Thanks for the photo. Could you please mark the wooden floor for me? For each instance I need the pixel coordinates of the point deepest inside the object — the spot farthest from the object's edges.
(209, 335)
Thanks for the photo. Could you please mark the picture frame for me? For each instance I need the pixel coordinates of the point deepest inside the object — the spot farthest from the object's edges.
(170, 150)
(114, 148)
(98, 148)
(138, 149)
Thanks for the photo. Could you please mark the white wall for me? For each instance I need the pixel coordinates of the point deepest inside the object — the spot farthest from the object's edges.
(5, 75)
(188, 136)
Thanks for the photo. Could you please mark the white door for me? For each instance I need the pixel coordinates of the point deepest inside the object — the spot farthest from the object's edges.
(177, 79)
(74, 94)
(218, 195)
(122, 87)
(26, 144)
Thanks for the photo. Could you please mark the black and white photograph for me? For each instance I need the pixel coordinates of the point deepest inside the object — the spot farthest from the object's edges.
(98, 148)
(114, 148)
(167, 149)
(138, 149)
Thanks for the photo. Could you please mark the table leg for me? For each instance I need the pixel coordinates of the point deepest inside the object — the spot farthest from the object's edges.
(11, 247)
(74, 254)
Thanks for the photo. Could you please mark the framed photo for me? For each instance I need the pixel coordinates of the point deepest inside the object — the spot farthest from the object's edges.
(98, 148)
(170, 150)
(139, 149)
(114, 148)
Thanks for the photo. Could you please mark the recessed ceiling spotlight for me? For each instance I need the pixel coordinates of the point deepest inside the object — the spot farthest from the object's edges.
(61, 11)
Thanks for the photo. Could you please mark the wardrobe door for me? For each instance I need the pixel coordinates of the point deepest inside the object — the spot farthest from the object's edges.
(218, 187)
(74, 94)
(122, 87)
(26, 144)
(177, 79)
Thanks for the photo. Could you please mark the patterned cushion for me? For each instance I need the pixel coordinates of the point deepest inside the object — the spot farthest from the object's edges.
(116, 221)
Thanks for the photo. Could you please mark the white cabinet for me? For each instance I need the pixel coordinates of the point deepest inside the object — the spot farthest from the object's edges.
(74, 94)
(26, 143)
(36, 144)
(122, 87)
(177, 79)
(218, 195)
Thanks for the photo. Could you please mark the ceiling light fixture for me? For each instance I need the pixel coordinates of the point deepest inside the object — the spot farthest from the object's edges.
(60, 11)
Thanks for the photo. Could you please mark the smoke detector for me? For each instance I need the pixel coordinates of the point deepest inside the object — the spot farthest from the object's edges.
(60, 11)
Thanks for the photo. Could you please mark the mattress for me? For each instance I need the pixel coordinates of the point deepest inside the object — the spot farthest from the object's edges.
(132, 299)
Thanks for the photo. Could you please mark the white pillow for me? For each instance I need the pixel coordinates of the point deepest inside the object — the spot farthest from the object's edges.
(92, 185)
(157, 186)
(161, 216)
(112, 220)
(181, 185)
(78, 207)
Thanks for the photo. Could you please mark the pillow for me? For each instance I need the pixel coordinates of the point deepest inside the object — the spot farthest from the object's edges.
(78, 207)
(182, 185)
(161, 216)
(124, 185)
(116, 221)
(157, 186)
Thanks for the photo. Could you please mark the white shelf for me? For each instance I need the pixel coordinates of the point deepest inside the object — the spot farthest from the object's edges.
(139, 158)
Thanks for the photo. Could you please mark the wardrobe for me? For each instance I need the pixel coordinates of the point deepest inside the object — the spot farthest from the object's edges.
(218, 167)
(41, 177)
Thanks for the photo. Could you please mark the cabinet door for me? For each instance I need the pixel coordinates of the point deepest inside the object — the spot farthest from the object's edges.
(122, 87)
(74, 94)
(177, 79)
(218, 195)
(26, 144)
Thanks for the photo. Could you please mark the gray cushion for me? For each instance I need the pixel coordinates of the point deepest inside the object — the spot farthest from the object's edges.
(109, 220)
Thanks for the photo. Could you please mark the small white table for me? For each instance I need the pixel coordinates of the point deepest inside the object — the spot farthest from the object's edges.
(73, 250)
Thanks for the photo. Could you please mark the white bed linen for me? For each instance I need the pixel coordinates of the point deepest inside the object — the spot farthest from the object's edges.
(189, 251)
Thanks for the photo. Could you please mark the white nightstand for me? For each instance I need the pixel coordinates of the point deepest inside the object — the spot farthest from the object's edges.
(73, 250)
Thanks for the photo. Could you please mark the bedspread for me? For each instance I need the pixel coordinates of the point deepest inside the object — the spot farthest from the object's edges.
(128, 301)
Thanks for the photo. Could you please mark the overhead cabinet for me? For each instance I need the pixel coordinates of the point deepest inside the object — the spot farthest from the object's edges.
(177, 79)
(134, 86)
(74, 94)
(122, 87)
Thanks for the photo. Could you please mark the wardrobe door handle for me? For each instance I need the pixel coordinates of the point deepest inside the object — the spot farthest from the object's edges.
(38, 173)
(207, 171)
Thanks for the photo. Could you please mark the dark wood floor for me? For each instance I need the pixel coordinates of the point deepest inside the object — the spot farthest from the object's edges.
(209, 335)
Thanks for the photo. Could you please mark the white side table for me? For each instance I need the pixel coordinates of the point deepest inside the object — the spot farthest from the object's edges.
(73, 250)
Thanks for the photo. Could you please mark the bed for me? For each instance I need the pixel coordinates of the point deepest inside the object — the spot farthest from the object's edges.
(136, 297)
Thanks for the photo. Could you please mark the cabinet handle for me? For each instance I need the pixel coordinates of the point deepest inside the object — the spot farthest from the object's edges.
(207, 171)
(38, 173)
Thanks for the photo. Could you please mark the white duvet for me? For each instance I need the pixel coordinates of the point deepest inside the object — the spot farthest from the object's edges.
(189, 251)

▸ **Work to be completed**
What is needed here is an exact reproduction of all the entries.

▸ **Completed exercise**
Thanks for the photo. Could you please mark the wooden floor for me? For each instance I need the pixel coordinates of the point deepest inside the object — the spot farthest from the object's edges.
(209, 335)
Thanks for the photo. Could you please mark the picture frame for me? For each instance I need the pixel coordinates of the point deepest inside the object — the spot farthest from the object's edges.
(170, 150)
(114, 148)
(98, 148)
(138, 149)
Thanks for the photo. Could you please mark the white wall for me? For each instance I need the pixel coordinates of the point deepest inside the object — the spot farthest from the object's edges.
(5, 75)
(188, 136)
Thanks for the photo. Could you please mark the white door for me? For each instance I need the pixel coordinates of the point deepest inside the object — the spot farthest from the object's edges.
(177, 79)
(74, 94)
(218, 195)
(122, 87)
(26, 144)
Thanks for the photo. Could you please mark the black and white photograph for me? For each instance I need the pixel coordinates of the point deepest inside the object — the spot farthest from the object's edges.
(98, 148)
(114, 148)
(167, 149)
(138, 149)
Thanks for the photo. Could you please mark the table leg for me? For each instance I need the pixel coordinates of the point deepest inside the object — the spot farthest from the object's edges.
(11, 247)
(74, 254)
Thanks for the photo. Could you please mark the framed photo for me? For each instance I need the pixel coordinates of the point deepest inside the object — the spot farthest from the object's edges.
(98, 148)
(170, 150)
(139, 149)
(114, 148)
Thanks for the photo. Could you please mark the recessed ceiling spotlight for me? For each instance I need the pixel coordinates of the point deepest inside the object — the spot farthest from the object's edges.
(61, 11)
Thanks for the photo. Could you please mark the wardrobe door for me? For each instance I need the pixel coordinates of the point deepest inside the object — the spot farthest from the object's edges.
(218, 187)
(74, 94)
(122, 87)
(26, 144)
(177, 79)
Thanks for the photo. Could you please mark the patterned cushion for me? For each instance I need the pixel coordinates of the point deepest inside the object — the spot farthest from the object's edges.
(116, 221)
Thanks for the photo. Could you please mark the white cabinet for me? For each instance I need the pixel coordinates of the point deepest inside the object — the spot farthest from the object's edges.
(74, 94)
(26, 143)
(36, 144)
(122, 87)
(177, 79)
(218, 195)
Thanks for the photo. Could you please mark the ceiling light fixture for me? For each instance I need the pixel coordinates of the point deepest inside the object — the spot farthest from the object's edges.
(60, 11)
Thanks for the photo. Could you please mark the smoke detector for me? For each instance I need the pixel coordinates of the point deepest inside the object — the spot farthest from the object's edges.
(60, 11)
Thanks for the photo. Could you please mark the mattress for me? For each instance I need the pixel coordinates of the point deepest inside the object — the spot farthest from the object's edges.
(132, 299)
Thanks for the photo. Could you please mark the white pillow for me? For each instance I need the pixel coordinates of the point deepest inside the object — the spot farthest from the object's edges.
(92, 185)
(157, 186)
(161, 216)
(112, 220)
(181, 185)
(78, 207)
Thanks for the photo. Could you please mark the pillow for me? For each instance I need the pixel coordinates of the point deepest inside the object — the spot farthest from the object's edges.
(78, 207)
(182, 185)
(161, 216)
(124, 185)
(116, 221)
(157, 186)
Thanks for the photo. Could you please mark the white shelf for me? For each instance I need the pixel coordinates of the point deepest inside the object — the spot farthest from the object's edges.
(139, 158)
Thanks for the photo. Could you please mark the wardrobe for me? For each instance I need the pixel coordinates of the point deepest inside the object — the spot farthest from the object's edges.
(218, 167)
(41, 177)
Thanks for the photo. Could you please mark the cabinet door for me? For each instance I need the pixel coordinates of the point deepest inside the object — the spot farthest from the object's edges.
(122, 87)
(74, 94)
(177, 79)
(218, 195)
(26, 144)
Thanks for the photo. Could you please mark the gray cushion for me? For each instance I need the pixel coordinates of the point deepest inside the object — the spot farthest from the object's edges.
(109, 220)
Thanks for the photo. Could you please mark the small white table for me? For each instance I need the pixel coordinates of the point deepest inside the object — the spot farthest from the object's edges.
(73, 250)
Thanks for the photo. Could you please mark the white bed linen for me? For each instance I need the pixel coordinates of the point deepest inside the object — the spot farthest from the object's edges.
(189, 251)
Thanks for the photo. Could you please mark the white nightstand for me? For each instance I need the pixel coordinates of the point deepest inside the object — the spot farthest from the object's edges.
(73, 250)
Thanks for the photo. Could you please mark the bedspread for me? For each instance I need the pixel coordinates of the point deepest inside the object — the spot farthest from the object's edges.
(128, 301)
Thanks for the photo. Could you please mark the overhead cabinet for me? For each instance I need the pixel coordinates of the point deepest inside the object — the spot farthest from the object's edges.
(177, 79)
(134, 86)
(74, 94)
(122, 87)
Thanks for the photo. Could you please mark the wardrobe door handle for me? For each instance I need the pixel coordinates of the point deepest inside the object — the spot farthest from the object's edges.
(38, 173)
(207, 171)
Thanks for the photo. Could you please mark the dark wood floor for me? For each instance I need the pixel coordinates of the point deepest inside the object — the spot farthest from the object's edges.
(209, 335)
Thanks for the photo. Could you please mark the white side table for me? For each instance I need the pixel coordinates of the point deepest inside the object — the spot farthest from the object's edges.
(73, 250)
Thanks for the photo. Could you please mark the bed for me? For each instance I need the pixel coordinates of the point deepest inside the object — the spot farthest from the object's edges.
(136, 297)
Thanks for the photo. Could you please mark the cabinet handle for me? For each instance I need the pixel coordinates of the point deepest inside the object — the spot farthest from the object's edges.
(207, 171)
(38, 173)
Thanks for the photo. Could you please mark the white duvet for me? For each instance I need the pixel coordinates of the point deepest inside the object — the spot farthest from the object's edges.
(189, 251)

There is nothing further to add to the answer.